• **Metin Bölümü**

>>>>

Ramazanla
Aile Terbiyesi
Sahi, Ramazan aynasında nasıl görünüyoruz acaba?.. Kare kare
fotoğrafların çekildiği, videoların her an kayıt yaptığı şu dünya hayatında hep
beraber mutlu bir poz verebiliyor muyuz, bu kutlu ayda?
Hiç olmazsa bu ayda el sallayabiliyor muyuz meleklere
iştiyakla.?..
Oruç kenetledi mi bizi birbirimize? Farkımız olmalı değil mi
bu ay?
Toparlanmalıyız ailece… Tevhidin bağları sıkıca sarmalı,
kopmamacasına…
Bunun için o kadar çok neden var ki…Ramazanın nisan
yağmurunda beraber ıslanmalıyız, beraber yürümeliyiz orucun yollarında. Beraber
hasat etmeliyiz onca güzel neticeleri.
Nasıl ki yer yüzü sofrasının Sahibi, o sofrada şefkatini,
terbiye ediciliğini, rızk vericiliğini o suretle gösteriyor. Bizlerde onun
küçük bir numunesi olan sofralarımızda şefkatle sunmalıyız birbirimize
Rahman’ın nimetlerini. Ramazanla gelen aile içi birliği,
taşımalıyız on bir aya. Tevhidin birlediği aileyi, dağılmaktan, bölünmekten
kurtarmalıyız.
Akşama yakın Rahman’ın ziyaretine el ele, gönül gönüle
gitmeliyiz.
Buyrunuz emrini beklerken, yüreklerimize buyur etmeliyiz
öncelikle sevdiklerimizi. Bilmeliyiz ki o sofrada nimet olarak sadece ekmek ve
su yok. Eşimiz var, çocuklarımız var.
Bir bardak soğuk su için şükrümüzü yaparken, ömür boyu
içimize ferahlık versin diye ailemize de dua etmeliyiz.
Bilmeliyiz ki sofradaki nimetlerin gerçek sahibi nasıl ki
biz değiliz, sevdiklerimizin de gerçek sahibi biz değiliz. Oruç bu dersi gün
içinde vermişti ya bize. Anlamıştık ya bu nimetler bizim değil.
En başına yazmalıyız sevdiklerimizi bu nimet listesinin. Ve
sonra demeliyiz: “Bu nimetler benim mülküm değil. Onlara canımın istediği gibi
davranamam.
Bu konuda O’nun (c.c.) emrini dinlemeliyim.”

<<<<

• **Veri Kümesi İçeriği**
>>>>

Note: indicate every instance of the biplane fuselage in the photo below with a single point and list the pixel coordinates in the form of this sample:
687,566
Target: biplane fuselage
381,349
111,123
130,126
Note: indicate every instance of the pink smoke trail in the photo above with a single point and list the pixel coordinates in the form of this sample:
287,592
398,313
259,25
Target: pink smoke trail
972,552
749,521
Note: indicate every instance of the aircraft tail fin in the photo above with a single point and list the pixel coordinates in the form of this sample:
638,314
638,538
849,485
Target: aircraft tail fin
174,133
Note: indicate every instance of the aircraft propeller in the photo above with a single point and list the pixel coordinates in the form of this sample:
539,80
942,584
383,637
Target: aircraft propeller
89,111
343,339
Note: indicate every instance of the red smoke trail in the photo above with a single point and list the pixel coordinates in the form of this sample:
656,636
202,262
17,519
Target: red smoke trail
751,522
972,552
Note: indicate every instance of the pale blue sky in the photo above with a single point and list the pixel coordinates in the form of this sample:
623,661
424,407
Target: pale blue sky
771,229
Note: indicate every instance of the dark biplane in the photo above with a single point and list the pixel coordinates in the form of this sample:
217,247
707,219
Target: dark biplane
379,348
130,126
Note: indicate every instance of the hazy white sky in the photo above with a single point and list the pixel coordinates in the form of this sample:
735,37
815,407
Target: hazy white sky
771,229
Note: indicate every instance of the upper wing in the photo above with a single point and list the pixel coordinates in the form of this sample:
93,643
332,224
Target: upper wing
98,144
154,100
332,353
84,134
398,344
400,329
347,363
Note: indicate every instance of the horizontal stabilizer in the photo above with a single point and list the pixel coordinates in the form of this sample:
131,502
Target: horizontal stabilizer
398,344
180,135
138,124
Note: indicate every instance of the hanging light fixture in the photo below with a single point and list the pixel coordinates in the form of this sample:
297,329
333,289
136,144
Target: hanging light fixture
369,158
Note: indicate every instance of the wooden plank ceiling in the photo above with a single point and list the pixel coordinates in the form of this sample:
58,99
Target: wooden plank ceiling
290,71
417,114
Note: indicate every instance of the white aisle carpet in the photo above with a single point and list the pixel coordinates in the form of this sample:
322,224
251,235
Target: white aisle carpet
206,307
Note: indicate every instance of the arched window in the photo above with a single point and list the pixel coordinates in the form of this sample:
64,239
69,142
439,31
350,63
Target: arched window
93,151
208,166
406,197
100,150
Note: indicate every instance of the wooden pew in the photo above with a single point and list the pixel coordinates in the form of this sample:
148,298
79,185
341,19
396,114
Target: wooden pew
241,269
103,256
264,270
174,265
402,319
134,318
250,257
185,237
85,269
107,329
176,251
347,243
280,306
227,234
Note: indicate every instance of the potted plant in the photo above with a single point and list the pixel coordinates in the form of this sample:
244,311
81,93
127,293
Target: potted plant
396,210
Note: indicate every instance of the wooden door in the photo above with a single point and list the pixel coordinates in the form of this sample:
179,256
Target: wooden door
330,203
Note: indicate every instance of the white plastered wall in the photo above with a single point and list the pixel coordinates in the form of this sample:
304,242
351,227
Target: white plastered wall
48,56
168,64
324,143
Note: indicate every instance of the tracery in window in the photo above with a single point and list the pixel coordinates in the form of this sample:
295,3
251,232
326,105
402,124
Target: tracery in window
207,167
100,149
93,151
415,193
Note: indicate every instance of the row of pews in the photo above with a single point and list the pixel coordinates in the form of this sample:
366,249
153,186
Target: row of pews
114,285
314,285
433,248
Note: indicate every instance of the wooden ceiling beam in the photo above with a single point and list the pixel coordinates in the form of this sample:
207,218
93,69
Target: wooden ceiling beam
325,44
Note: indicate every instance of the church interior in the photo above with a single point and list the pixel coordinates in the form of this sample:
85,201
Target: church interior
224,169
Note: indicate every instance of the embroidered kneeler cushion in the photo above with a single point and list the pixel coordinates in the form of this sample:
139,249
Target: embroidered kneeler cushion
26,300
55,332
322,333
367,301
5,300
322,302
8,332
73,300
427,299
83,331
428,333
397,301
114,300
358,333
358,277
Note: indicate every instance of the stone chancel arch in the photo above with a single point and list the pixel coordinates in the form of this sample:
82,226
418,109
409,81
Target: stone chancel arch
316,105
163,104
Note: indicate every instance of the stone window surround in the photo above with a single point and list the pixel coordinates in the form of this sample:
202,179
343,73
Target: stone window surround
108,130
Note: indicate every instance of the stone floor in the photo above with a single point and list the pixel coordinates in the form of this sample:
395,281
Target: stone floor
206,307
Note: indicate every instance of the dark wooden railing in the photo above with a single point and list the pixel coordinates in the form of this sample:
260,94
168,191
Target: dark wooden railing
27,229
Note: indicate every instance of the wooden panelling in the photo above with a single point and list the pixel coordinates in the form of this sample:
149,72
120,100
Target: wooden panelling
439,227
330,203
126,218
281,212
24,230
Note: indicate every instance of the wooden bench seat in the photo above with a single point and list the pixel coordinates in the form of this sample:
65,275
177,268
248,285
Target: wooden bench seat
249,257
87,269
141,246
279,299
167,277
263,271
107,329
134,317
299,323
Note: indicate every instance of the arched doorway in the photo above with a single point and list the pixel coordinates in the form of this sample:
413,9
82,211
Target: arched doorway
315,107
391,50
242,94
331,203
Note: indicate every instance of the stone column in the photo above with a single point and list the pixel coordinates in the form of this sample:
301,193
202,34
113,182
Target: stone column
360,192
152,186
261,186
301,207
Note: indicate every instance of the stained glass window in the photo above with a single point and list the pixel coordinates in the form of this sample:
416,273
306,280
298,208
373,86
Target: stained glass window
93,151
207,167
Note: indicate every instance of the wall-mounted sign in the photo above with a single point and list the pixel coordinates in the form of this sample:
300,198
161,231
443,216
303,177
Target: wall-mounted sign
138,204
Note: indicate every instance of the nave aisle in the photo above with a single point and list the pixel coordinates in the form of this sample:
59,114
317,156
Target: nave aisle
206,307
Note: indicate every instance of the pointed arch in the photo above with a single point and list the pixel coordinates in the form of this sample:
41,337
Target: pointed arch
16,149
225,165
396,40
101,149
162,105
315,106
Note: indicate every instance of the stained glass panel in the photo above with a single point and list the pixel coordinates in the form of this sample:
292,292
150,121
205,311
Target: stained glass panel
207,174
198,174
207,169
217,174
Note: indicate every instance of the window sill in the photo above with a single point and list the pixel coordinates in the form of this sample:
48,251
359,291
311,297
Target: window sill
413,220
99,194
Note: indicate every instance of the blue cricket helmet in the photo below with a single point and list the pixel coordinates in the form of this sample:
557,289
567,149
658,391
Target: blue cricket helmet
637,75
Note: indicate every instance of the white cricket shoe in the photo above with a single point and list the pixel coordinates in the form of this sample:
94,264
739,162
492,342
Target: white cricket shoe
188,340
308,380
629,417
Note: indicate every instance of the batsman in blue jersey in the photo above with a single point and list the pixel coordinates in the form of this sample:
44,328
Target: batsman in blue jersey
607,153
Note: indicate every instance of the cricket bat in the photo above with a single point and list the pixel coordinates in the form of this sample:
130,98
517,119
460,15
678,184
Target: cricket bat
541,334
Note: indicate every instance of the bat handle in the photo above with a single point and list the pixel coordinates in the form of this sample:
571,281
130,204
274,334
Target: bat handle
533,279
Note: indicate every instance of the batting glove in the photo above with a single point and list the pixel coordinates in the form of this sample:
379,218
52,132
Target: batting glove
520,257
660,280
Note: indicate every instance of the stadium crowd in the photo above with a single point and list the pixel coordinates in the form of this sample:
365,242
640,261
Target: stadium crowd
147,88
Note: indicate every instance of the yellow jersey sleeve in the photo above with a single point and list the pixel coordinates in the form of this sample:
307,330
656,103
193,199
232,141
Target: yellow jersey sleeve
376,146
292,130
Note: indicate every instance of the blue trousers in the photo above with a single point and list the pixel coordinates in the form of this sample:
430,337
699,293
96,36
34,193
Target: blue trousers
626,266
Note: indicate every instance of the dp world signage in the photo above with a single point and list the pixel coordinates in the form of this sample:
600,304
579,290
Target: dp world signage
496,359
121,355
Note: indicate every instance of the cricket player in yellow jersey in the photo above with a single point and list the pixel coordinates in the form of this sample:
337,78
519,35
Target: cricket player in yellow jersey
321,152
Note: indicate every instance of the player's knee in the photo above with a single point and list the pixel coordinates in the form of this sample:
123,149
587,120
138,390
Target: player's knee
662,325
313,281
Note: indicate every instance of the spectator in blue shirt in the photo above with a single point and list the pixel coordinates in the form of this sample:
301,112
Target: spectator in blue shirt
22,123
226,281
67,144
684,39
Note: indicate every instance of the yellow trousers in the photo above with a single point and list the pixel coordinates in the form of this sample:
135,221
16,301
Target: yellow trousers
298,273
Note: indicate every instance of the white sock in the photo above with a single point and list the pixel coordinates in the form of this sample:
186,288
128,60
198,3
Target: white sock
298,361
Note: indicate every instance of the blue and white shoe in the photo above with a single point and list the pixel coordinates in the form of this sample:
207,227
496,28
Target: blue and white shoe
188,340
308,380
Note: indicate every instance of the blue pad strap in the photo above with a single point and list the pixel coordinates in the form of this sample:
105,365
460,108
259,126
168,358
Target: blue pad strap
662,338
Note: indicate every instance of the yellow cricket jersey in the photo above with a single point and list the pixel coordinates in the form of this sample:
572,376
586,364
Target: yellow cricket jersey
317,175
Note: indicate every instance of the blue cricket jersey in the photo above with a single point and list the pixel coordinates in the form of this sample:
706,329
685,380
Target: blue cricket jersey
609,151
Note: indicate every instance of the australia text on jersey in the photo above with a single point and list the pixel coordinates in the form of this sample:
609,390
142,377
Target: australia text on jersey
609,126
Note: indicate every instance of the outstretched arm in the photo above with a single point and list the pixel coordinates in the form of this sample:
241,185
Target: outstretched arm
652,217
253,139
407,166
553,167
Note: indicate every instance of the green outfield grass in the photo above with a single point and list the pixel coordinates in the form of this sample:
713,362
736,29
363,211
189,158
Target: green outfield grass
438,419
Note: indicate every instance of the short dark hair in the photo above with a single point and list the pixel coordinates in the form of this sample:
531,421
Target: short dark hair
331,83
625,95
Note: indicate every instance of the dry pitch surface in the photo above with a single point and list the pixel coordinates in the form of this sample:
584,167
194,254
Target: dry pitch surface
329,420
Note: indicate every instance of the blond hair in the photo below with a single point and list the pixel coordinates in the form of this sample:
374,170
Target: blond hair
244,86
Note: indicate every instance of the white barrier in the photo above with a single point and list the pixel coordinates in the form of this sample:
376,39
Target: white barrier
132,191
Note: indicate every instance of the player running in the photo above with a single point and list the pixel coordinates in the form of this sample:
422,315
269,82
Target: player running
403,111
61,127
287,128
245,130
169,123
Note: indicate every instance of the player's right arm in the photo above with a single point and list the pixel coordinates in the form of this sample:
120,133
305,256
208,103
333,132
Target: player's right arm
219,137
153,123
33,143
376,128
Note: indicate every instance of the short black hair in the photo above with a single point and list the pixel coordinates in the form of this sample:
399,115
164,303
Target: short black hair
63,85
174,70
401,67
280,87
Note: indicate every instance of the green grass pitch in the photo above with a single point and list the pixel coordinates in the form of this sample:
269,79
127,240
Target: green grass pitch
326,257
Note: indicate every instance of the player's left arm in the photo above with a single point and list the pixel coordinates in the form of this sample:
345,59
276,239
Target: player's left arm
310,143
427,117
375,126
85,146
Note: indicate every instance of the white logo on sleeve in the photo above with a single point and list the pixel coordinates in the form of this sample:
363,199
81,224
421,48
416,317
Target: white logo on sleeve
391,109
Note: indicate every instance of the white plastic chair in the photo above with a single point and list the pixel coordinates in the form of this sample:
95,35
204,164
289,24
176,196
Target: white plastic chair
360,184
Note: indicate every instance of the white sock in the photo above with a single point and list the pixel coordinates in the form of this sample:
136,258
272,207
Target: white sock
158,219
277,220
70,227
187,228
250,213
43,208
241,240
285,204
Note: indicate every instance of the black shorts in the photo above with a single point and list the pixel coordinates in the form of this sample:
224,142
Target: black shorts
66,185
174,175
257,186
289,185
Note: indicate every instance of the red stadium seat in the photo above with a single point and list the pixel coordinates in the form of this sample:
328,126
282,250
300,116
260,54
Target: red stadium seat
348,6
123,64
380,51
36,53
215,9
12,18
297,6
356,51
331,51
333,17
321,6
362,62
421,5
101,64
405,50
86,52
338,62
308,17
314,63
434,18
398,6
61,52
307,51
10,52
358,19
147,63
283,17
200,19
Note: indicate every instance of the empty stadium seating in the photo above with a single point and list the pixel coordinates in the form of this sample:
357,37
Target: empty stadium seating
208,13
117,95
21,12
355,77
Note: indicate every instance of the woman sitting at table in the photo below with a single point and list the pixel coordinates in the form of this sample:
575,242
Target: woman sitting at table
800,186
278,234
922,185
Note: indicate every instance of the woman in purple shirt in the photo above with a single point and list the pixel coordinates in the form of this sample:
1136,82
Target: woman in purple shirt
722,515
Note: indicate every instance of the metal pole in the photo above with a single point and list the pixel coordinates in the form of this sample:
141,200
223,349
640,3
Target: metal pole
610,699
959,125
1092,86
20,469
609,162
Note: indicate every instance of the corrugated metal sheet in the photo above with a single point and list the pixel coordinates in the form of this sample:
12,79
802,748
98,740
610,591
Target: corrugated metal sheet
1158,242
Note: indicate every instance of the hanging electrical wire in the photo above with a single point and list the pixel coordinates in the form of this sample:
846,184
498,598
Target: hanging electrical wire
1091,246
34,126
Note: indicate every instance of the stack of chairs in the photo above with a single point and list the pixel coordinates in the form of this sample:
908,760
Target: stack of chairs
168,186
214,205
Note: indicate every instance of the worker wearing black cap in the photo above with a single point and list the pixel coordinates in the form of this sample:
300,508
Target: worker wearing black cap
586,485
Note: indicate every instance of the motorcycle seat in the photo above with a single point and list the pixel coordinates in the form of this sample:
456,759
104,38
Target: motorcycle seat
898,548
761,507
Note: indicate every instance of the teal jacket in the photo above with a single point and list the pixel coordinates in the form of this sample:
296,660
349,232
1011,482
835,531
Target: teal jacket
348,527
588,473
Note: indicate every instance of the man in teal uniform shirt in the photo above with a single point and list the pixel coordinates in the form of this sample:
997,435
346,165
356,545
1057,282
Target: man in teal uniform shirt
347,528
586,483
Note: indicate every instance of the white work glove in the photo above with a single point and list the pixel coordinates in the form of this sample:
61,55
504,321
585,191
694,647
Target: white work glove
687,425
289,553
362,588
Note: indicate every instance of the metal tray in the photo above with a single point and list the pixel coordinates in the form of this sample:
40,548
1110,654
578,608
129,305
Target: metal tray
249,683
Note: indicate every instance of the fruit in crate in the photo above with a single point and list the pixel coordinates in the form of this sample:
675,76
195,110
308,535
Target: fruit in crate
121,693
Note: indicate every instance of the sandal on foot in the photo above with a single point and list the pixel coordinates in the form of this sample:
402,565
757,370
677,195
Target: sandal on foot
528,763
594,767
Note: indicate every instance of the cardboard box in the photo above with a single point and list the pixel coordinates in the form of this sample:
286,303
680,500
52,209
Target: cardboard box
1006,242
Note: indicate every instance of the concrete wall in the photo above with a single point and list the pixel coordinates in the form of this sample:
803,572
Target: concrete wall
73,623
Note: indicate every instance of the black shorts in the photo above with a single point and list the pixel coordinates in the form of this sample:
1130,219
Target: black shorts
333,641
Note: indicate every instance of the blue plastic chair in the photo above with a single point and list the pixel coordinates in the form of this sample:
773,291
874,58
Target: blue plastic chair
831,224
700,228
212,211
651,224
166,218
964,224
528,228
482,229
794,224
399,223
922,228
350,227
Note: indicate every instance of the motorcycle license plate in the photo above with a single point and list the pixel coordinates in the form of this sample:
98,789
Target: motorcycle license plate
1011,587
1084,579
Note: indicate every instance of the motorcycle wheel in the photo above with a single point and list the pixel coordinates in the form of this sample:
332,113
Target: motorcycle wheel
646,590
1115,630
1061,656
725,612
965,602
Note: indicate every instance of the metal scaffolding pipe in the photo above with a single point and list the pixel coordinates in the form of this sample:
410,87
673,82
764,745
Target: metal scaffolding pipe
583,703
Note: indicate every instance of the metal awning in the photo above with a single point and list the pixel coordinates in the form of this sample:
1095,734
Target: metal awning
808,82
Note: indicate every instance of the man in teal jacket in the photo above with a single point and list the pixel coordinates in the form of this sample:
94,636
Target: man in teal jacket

<<<<

• **Alıştırma Soruları**
a - Ramazan ve aile terbiyesi yazısındaki "Ramazanla gelen aile içi birliği, taşımalıyız on bir aya." cümlesini İngilizceye çevirin.
b - Ramazan ve aile terbiyesi yazısına göre aşağıdaki soruları cevaplayın:
(i) Sofrada nimet olarak ekmek ve sudan başka neler var?
(ii) Akşama yakın kimin ziyaretine gidilmeli?
(iii) Bu nimetlerin bizim olmadığı dersini gün içinde bize ne vermişti?
c - Ramazan ve aile terbiyesi yazısında "Akşama yakın Rahman’ın" sözlerinden başlayıp "nimetler bizim değil." sözlerine kadar, bu sözler de dahil, olan bölümü harfi harfine yeniden yazın.

• **Görev Görev Çözümler**
a - We must carry the unity within the family that comes with Ramadan into the other eleven months.

b -
(i) Eşimiz ve çocuklarımız.
(ii) Rahman'ın ziyaretine.
(iii) Oruç.

c -
Akşama yakın Rahman’ın ziyaretine el ele, gönül gönüle
gitmeliyiz.
Buyrunuz emrini beklerken, yüreklerimize buyur etmeliyiz
öncelikle sevdiklerimizi. Bilmeliyiz ki o sofrada nimet olarak sadece ekmek ve
su yok. Eşimiz var, çocuklarımız var.
Bir bardak soğuk su için şükrümüzü yaparken, ömür boyu
içimize ferahlık versin diye ailemize de dua etmeliyiz.
Bilmeliyiz ki sofradaki nimetlerin gerçek sahibi nasıl ki
biz değiliz, sevdiklerimizin de gerçek sahibi biz değiliz. Oruç bu dersi gün
içinde vermişti ya bize. Anlamıştık ya bu nimetler bizim değil.